*Task goal*:
Every line of the material is to be repeated exactly as it stands.

--*--

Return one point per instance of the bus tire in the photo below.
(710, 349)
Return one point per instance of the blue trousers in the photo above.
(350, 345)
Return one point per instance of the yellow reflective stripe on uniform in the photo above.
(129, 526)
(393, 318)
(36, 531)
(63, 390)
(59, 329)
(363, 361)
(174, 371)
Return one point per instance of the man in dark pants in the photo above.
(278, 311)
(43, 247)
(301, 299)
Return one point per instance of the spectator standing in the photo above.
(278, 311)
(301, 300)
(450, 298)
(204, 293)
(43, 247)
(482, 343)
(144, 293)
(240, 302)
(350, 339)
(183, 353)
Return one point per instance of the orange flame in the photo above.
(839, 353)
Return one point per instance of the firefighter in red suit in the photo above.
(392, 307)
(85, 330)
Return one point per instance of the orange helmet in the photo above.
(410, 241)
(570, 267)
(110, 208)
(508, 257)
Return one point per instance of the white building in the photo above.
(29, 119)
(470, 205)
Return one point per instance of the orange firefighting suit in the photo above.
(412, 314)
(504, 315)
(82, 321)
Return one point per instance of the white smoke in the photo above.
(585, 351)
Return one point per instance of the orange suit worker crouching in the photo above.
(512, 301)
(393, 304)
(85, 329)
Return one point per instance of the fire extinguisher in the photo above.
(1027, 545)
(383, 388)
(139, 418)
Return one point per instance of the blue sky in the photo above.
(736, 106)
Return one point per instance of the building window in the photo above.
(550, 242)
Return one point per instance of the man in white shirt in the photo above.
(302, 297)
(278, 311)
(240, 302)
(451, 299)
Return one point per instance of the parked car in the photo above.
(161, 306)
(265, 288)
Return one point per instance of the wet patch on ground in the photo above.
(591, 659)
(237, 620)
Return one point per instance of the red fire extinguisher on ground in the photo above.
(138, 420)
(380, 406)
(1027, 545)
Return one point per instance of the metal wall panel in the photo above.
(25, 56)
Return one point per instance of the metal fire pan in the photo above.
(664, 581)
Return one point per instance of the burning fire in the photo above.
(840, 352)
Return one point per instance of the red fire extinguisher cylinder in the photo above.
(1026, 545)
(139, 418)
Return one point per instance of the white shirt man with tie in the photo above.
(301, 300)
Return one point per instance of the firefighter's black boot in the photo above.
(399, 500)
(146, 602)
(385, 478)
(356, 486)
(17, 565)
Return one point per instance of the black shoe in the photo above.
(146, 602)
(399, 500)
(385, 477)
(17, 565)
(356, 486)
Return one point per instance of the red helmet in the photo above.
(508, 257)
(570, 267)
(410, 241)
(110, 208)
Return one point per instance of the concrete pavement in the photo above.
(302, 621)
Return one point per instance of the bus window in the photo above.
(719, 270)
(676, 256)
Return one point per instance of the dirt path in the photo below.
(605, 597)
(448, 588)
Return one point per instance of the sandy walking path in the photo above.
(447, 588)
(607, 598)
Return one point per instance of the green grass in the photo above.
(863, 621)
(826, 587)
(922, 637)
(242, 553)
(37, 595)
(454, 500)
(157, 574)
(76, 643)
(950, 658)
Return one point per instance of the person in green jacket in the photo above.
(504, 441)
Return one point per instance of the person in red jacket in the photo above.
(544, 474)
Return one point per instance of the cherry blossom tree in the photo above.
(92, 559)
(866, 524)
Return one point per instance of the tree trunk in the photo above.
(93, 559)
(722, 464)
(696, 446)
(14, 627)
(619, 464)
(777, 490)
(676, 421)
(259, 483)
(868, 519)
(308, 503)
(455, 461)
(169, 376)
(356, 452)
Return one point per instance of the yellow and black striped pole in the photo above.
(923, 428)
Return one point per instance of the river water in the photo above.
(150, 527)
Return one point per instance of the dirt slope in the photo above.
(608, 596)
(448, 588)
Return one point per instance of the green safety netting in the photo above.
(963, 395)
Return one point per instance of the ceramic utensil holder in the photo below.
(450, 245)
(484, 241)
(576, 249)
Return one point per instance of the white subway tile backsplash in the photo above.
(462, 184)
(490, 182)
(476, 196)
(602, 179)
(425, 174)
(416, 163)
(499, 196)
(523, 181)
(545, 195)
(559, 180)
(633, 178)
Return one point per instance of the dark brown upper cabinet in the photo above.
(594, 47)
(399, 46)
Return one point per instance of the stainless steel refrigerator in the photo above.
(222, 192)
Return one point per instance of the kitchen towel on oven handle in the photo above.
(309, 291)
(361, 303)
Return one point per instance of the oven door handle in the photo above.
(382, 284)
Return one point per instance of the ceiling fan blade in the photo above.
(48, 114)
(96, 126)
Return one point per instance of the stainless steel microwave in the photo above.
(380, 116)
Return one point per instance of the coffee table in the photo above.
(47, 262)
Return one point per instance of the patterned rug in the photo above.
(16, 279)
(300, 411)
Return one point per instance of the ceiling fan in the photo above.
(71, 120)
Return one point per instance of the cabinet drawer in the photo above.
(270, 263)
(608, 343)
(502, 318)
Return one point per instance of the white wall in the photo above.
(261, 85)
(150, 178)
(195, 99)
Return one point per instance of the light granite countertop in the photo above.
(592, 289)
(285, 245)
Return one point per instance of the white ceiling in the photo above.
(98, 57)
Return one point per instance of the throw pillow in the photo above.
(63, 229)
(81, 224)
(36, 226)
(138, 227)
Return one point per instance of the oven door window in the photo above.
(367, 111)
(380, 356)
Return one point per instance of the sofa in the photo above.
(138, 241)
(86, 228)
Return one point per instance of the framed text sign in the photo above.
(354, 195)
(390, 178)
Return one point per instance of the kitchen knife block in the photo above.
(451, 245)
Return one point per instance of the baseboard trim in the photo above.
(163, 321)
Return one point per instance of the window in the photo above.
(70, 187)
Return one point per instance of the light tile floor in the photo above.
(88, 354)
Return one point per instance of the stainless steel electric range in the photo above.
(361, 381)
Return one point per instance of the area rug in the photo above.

--*--

*Reply to the exercise*:
Return one point per instance of the bus tire in the photo below.
(710, 349)
Return one point per instance of the blue trousers in the photo above.
(350, 345)
Return one point per instance of the yellow reflective stripe on uniform in the photo above.
(129, 526)
(393, 318)
(36, 531)
(63, 390)
(59, 329)
(363, 361)
(174, 371)
Return one point per instance of the man in dark pants in the photo above.
(278, 311)
(43, 247)
(301, 299)
Return one point per instance of the spectator standing in the photo above.
(278, 311)
(301, 300)
(450, 298)
(204, 293)
(43, 247)
(482, 343)
(144, 293)
(240, 302)
(350, 339)
(183, 353)
Return one point per instance of the orange flame in the photo above.
(839, 353)
Return one point per instance of the firefighter in red suit in the photo above.
(392, 307)
(85, 330)
Return one point per instance of the orange helmet in the photo above.
(410, 241)
(570, 267)
(110, 208)
(508, 257)
Return one point per instance of the white building in the photo above.
(29, 119)
(470, 205)
Return one point per instance of the orange firefighting suit in the photo above.
(412, 314)
(504, 315)
(82, 321)
Return one point per instance of the white smoke in the photo above.
(585, 351)
Return one point per instance of the orange suit worker crouching in the photo above.
(512, 301)
(393, 304)
(85, 329)
Return one point per instance of the fire extinguisher in the photo above.
(1027, 545)
(383, 388)
(139, 418)
Return one point per instance of the blue sky in the photo above.
(736, 106)
Return one point per instance of the building window in the photo above.
(550, 242)
Return one point per instance of the man in white shirt in the photo above.
(302, 297)
(278, 311)
(240, 302)
(451, 299)
Return one point per instance of the parked car in the photo above.
(161, 306)
(265, 288)
Return one point per instance of the wet patch on ground in the photo above.
(591, 659)
(237, 620)
Return one point per instance of the red fire extinguisher on ground in the photo above.
(138, 420)
(380, 406)
(1027, 545)
Return one point per instance of the metal wall panel in the photo above.
(25, 56)
Return one point per instance of the metal fire pan in the photo above.
(664, 581)
Return one point per instance of the burning fire in the photo above.
(840, 352)
Return one point per instance of the red fire extinguisher cylinder in the photo above.
(1026, 545)
(139, 418)
Return one point per instance of the white shirt man with tie in the photo above.
(301, 300)
Return one point per instance of the firefighter's black boot in the photo above.
(399, 500)
(146, 602)
(385, 478)
(356, 486)
(17, 565)
Return one point per instance of the black shoe in the photo above.
(146, 602)
(399, 500)
(385, 477)
(17, 565)
(356, 486)
Return one point per instance of the red helmet in the photo above.
(508, 257)
(570, 267)
(410, 241)
(110, 208)
Return one point per instance of the concrete pavement in the photo above.
(302, 621)
Return one point per instance of the bus window in the photo above.
(719, 270)
(676, 256)
Return one point per instance of the dirt path in the photo below.
(605, 597)
(448, 588)
Return one point per instance of the sandy walking path in the photo above.
(447, 588)
(607, 598)
Return one point per instance of the green grass in the photo above.
(863, 621)
(826, 587)
(922, 637)
(242, 553)
(37, 595)
(454, 500)
(157, 574)
(76, 643)
(950, 658)
Return one point per instance of the person in green jacket in the photo above.
(504, 441)
Return one point per instance of the person in red jacket in the photo above.
(544, 474)
Return one point per instance of the cherry blossom tree in the photo above.
(92, 559)
(866, 524)
Return one point per instance of the tree trunk in the photo above.
(93, 559)
(722, 464)
(696, 446)
(14, 627)
(619, 464)
(777, 490)
(676, 421)
(259, 483)
(868, 519)
(308, 503)
(455, 461)
(169, 376)
(356, 452)
Return one point per instance of the yellow and black striped pole in the photo above.
(923, 428)
Return one point per instance of the river water in the photo above.
(150, 527)
Return one point per instance of the dirt slope in the photo above.
(608, 596)
(448, 588)
Return one point per instance of the green safety netting in the photo above.
(963, 395)
Return one point per instance of the ceramic utensil holder in the photo below.
(450, 245)
(484, 241)
(576, 249)
Return one point per instance of the white subway tile backsplash in the photo above.
(462, 184)
(490, 182)
(476, 196)
(602, 179)
(425, 174)
(416, 163)
(499, 196)
(523, 181)
(545, 195)
(559, 180)
(633, 178)
Return one point per instance of the dark brown upper cabinet in the photo above.
(594, 47)
(399, 46)
Return one point per instance of the stainless steel refrigerator in the photo above.
(222, 192)
Return one point per instance of the kitchen towel on oven handle in the photo above.
(309, 291)
(361, 303)
Return one point per instance of the oven door handle in the photo above.
(382, 284)
Return one point per instance of the ceiling fan blade in the photo above.
(48, 114)
(96, 126)
Return one point per instance of the stainless steel microwave in the photo above.
(380, 116)
Return one point per instance of the coffee table in the photo above.
(47, 262)
Return one point per instance of the patterned rug in the photo above.
(16, 279)
(300, 411)
Return one point per instance of the ceiling fan in the photo above.
(71, 120)
Return one point per instance of the cabinet drawer in the photo above.
(270, 263)
(608, 343)
(502, 318)
Return one point per instance of the white wall in the photo above.
(261, 85)
(150, 178)
(195, 99)
Return one point per instance of the light granite countertop in the photo above.
(592, 289)
(285, 245)
Return one point per instance of the white ceiling in the photo above.
(98, 57)
Return one point per instance of the throw pillow in the photo above.
(63, 229)
(81, 224)
(36, 226)
(138, 227)
Return one point per instance of the oven door window in the photo above.
(367, 111)
(380, 356)
Return one point per instance of the sofa in the photo above.
(138, 241)
(86, 228)
Return one point per instance of the framed text sign in the photo above.
(354, 195)
(390, 178)
Return one point per instance of the kitchen knife block in the photo above.
(451, 245)
Return one point per instance of the baseboard trim in the photo above.
(163, 321)
Return one point per instance of the window in the photo above.
(70, 187)
Return one point per instance of the light tile floor in the photo above.
(88, 354)
Return one point per instance of the stainless steel electric range in the photo above.
(361, 381)
Return one point per instance of the area rug in the photo above.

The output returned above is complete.